OBJETIVO DA TAREFA: Continue o relato sobre o mercado do Rio Vermelho, em Salvador, a partir da última frase apresentada.

TEXTO DE ORIGEM:
===
Estávamos, eu e o filhote, no mercado do Rio Vermelho, em Salvador. De certa forma, é uma atração turística –muito mais arrumadinho do que as feiras dos bairros populares, mas mil vezes menos artificial do que o Mercado Modelo, aos pés do elevador Lacerda. Pelo sotaque, percebi que a maioria dos frequentadores era de baianos. Baianos com grana e majoritariamente brancos.

O Ceasinha, como o mercado foi apelidado, tem lojas com uma infinidade de comidas típicas: camarão defumado, farinhas, azeite de dendê, frutas da mata e do sertão, frutos do mar, miúdos de porco para o sarapatel, beiju de tapioca.
===
SEÇÃO DE DADOS:
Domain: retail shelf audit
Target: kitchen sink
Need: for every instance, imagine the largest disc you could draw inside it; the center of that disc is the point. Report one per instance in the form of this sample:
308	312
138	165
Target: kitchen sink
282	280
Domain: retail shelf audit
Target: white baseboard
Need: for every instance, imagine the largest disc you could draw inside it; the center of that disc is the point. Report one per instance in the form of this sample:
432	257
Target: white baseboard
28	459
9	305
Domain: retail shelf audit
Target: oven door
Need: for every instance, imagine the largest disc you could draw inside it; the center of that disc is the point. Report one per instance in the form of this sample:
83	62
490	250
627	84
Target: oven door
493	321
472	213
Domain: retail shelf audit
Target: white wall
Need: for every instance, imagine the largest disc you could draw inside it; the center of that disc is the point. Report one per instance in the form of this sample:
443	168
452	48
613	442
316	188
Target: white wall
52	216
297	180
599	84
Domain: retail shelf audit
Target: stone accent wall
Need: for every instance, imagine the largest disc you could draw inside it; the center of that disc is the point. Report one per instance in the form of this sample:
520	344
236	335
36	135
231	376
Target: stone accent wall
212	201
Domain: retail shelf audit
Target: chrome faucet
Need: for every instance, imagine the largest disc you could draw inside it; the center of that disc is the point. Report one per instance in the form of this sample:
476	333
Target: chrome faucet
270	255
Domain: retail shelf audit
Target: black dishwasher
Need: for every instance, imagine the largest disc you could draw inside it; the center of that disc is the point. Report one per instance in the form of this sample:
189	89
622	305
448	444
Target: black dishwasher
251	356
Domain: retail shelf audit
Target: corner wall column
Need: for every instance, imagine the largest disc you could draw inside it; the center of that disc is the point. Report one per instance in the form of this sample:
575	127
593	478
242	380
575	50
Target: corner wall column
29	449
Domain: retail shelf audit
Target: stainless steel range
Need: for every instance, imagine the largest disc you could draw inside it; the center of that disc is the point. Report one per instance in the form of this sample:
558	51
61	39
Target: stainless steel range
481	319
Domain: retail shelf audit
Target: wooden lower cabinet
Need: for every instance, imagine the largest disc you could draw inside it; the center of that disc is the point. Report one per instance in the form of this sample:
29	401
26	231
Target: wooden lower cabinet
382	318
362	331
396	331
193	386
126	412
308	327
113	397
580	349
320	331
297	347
===
RESPOSTA CORRETA:
Feijoada de feijão carioca acompanhada de farofa e vinagrete
Feijoada baiana, feita com feijão carioca, do restaurante Rainha da Feijoada, em Lauro de Freitas (município vizinho a Salvador), que também serve o prato com feijão preto - Reprodução/Instagram @rainhadafeijoadaoficial

Uma ala anexa é reservada para bares e restaurantes. Escolhemos, para almoçar, um bar chamado Catiguria, por dois motivos: estava concorrido e tinha um "aquário" climatizado (sei que ar-condicionado é um péssimo critério de escolha quando se busca autenticidade, mas eu buscava conforto e me dei bem com a comida).

Era sábado, e o cardápio anunciava que, aos fins de semana, a casa oferece feijoada. Pela descrição do prato, era igual à feijoada que a gente come em São Paulo. Perguntei ao garçom: "Vocês não servem a feijoada baiana?".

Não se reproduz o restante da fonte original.